**What you have to do**
Render the lines below as a Markdown table with two columns, Row (the row number) and Line (the line itself). Skip the blank lines and leave the picture out.

**Given entries**
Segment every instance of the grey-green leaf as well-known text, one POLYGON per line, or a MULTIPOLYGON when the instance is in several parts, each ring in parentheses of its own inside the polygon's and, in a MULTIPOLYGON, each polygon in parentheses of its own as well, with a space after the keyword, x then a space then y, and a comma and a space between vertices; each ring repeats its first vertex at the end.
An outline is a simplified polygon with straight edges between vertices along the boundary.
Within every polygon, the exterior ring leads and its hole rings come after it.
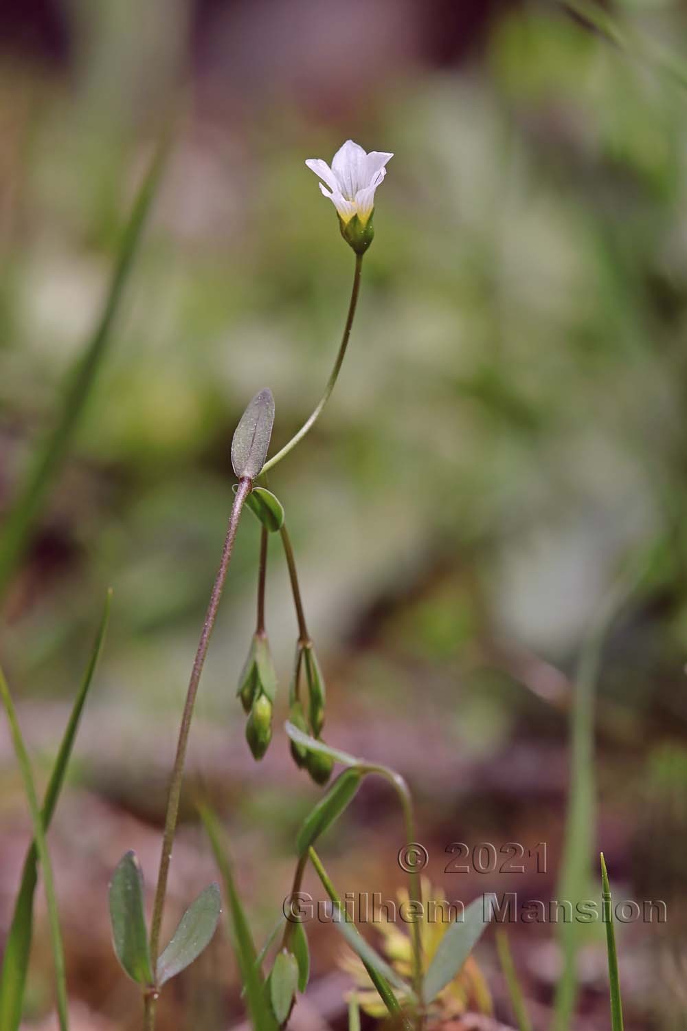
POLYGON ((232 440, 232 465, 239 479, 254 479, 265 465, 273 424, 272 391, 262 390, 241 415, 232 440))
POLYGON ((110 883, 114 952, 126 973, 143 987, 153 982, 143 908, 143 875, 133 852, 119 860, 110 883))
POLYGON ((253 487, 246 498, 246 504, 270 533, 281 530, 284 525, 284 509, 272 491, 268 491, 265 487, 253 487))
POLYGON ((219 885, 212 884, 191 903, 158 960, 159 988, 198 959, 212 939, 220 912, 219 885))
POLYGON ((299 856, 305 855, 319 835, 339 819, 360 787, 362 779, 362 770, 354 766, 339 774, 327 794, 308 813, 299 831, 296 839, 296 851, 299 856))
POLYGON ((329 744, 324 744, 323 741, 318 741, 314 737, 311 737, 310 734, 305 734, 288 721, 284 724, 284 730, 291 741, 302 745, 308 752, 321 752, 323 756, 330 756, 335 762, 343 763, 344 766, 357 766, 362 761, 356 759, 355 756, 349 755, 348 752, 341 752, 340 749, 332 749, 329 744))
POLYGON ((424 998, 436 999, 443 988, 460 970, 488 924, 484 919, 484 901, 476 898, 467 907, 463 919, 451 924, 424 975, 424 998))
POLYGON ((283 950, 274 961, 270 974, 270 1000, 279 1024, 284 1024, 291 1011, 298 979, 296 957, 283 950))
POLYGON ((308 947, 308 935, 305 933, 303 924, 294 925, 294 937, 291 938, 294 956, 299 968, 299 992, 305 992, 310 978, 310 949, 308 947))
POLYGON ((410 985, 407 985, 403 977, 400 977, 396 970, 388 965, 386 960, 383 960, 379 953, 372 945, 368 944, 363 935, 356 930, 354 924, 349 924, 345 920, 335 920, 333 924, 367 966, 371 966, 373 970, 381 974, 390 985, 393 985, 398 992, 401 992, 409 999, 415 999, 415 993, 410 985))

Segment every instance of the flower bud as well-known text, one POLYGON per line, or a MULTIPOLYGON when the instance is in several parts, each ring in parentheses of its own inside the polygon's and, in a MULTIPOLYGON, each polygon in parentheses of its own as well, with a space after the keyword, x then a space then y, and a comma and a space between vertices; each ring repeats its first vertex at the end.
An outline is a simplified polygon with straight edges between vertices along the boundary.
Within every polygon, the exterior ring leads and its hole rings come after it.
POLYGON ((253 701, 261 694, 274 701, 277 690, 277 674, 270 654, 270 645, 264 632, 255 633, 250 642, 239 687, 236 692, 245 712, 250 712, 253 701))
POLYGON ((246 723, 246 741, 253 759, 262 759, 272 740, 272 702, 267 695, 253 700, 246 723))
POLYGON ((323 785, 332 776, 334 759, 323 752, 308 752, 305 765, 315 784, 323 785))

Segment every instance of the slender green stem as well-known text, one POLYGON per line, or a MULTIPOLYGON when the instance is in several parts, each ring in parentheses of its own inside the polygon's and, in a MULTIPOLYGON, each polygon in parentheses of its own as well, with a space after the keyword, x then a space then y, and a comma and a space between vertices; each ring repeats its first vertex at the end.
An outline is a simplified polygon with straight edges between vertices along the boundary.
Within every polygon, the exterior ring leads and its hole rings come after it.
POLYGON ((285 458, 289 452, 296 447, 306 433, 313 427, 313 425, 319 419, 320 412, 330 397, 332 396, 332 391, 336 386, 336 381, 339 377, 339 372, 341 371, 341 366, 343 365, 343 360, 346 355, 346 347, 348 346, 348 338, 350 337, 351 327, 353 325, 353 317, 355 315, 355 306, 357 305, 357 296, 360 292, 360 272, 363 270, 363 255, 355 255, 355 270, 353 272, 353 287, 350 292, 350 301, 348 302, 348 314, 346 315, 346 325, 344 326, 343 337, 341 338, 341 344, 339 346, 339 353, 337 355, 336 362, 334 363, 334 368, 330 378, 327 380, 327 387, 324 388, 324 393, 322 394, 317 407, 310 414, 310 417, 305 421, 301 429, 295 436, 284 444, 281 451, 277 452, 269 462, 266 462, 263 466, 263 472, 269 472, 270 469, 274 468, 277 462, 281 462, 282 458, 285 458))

**Full answer**
| Row | Line |
|---|---|
| 1 | Segment every instance of the grey-green leaf as well-known text, one POLYGON per line, or a MULTIPOLYGON when the instance is in several parts, each ring in parentheses of its own inside the polygon's and, in a MULTIPOLYGON, each polygon in parentheses of its own as well, with a space after the keyword, x then a space then y, and a comma and a space between vertices; each ring repeats its first vertex at the end. |
| 2 | An outline is a simplified polygon with straight edges between vertices along the boundary. |
| 3 | Within every polygon, the exterior ring leads and its hole rings come after it. |
| 4 | POLYGON ((232 440, 232 465, 239 479, 254 479, 265 465, 273 424, 272 391, 262 390, 241 415, 232 440)) |
| 5 | POLYGON ((110 883, 114 952, 126 973, 143 987, 153 982, 143 908, 143 875, 133 852, 119 860, 110 883)) |
| 6 | POLYGON ((253 487, 246 498, 246 504, 270 533, 281 530, 284 525, 284 509, 272 491, 268 491, 265 487, 253 487)) |
| 7 | POLYGON ((219 885, 212 884, 191 903, 158 960, 159 988, 198 959, 212 939, 220 912, 219 885)) |
| 8 | POLYGON ((299 856, 305 855, 319 835, 339 819, 360 787, 362 779, 362 770, 354 766, 339 774, 327 794, 308 813, 299 831, 296 839, 296 851, 299 856)) |
| 9 | POLYGON ((329 744, 324 744, 323 741, 318 741, 314 737, 311 737, 310 734, 305 734, 288 721, 284 724, 284 730, 291 741, 302 745, 308 752, 321 752, 323 756, 330 756, 335 762, 343 763, 344 766, 357 766, 362 761, 356 759, 355 756, 349 755, 348 752, 341 752, 340 749, 332 749, 329 744)) |
| 10 | POLYGON ((424 998, 436 999, 443 988, 460 970, 488 924, 484 919, 484 901, 476 898, 467 907, 463 919, 451 924, 424 975, 424 998)) |
| 11 | POLYGON ((283 950, 274 961, 270 974, 270 1000, 279 1024, 284 1024, 291 1011, 298 979, 296 957, 283 950)) |
| 12 | POLYGON ((308 947, 308 935, 305 933, 303 924, 294 925, 294 937, 291 938, 294 956, 299 968, 299 992, 305 992, 310 978, 310 949, 308 947)) |
| 13 | POLYGON ((410 985, 407 985, 403 977, 400 977, 396 970, 388 965, 386 960, 383 960, 379 953, 372 945, 368 944, 363 935, 356 930, 354 924, 349 924, 345 920, 335 920, 333 924, 367 966, 371 966, 373 970, 381 974, 390 985, 393 985, 398 992, 401 992, 409 999, 415 999, 415 993, 410 985)) |
| 14 | Segment every instance of the flower bud as well-known text, one POLYGON per line, or a MULTIPOLYGON when the instance is in several parts, each ring in parentheses of its own inside the polygon's and, in a MULTIPOLYGON, each polygon in parentheses of its own as well, with a space after the keyword, x then a space then y, and a comma and a space between vertices; each ring repeats its first vertex at the end. |
| 15 | An outline is a simplified polygon with straight edges between vertices along the boundary. |
| 16 | Within every polygon, the exterior ring leads and its hole rings come after it. |
| 17 | POLYGON ((253 701, 261 694, 274 701, 277 690, 277 674, 270 654, 270 645, 264 632, 255 633, 250 642, 239 687, 236 692, 245 712, 250 712, 253 701)) |
| 18 | POLYGON ((246 723, 246 741, 253 759, 262 759, 272 740, 272 702, 267 695, 253 700, 246 723)) |
| 19 | POLYGON ((323 785, 332 776, 334 759, 323 752, 308 752, 305 765, 315 784, 323 785)) |
| 20 | Segment every instance of the slender green stem as well-known text, one POLYGON per line, or a MULTIPOLYGON when the instance is in several parts, each ring in parentheses of its own inside the polygon's and, in a MULTIPOLYGON, each polygon in parentheses of its own as well, with a space after the keyword, x then a space then y, and a comma and a space between vertices; each ring repeats its first vertex at the end. |
| 21 | An outline is a simplified polygon with straight edges between vertices along the boundary. |
| 22 | Within every polygon, the exterior ring leads and its hole rings come after it. |
| 23 | POLYGON ((285 458, 289 452, 296 447, 306 433, 313 427, 313 425, 319 419, 320 412, 330 397, 332 396, 332 391, 336 386, 336 381, 339 377, 339 372, 341 371, 341 366, 343 365, 343 360, 346 355, 346 347, 348 346, 348 338, 350 337, 351 327, 353 325, 353 317, 355 315, 355 306, 357 305, 357 296, 360 292, 360 272, 363 270, 363 255, 355 255, 355 270, 353 272, 353 287, 350 292, 350 301, 348 302, 348 314, 346 315, 346 325, 344 326, 343 337, 341 338, 341 344, 339 346, 339 353, 337 355, 336 362, 334 363, 334 368, 330 378, 327 380, 327 387, 324 388, 324 393, 322 394, 317 407, 310 414, 310 417, 305 421, 301 429, 295 436, 284 444, 281 451, 277 452, 269 462, 266 462, 263 466, 263 472, 269 472, 270 469, 274 468, 277 462, 281 462, 282 458, 285 458)) |